Convert the listing below into a Markdown table with the columns Row and Line, numbering each line in order and leaving out blank lines.

__EXTRACTED RECORDS__.
━━━━━━
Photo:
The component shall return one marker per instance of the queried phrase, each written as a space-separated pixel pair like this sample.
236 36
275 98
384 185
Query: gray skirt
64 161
━━━━━━
__EXERCISE ANSWER__.
| Row | Line |
|---|---|
| 1 | Photo: |
| 2 | The component shall return one marker per instance of the queried phrase, each written as a space-separated pixel pair like this sample. |
| 3 | 236 36 |
| 4 | 275 98 |
| 5 | 384 185 |
| 6 | Query: gray skirt |
| 7 | 64 161 |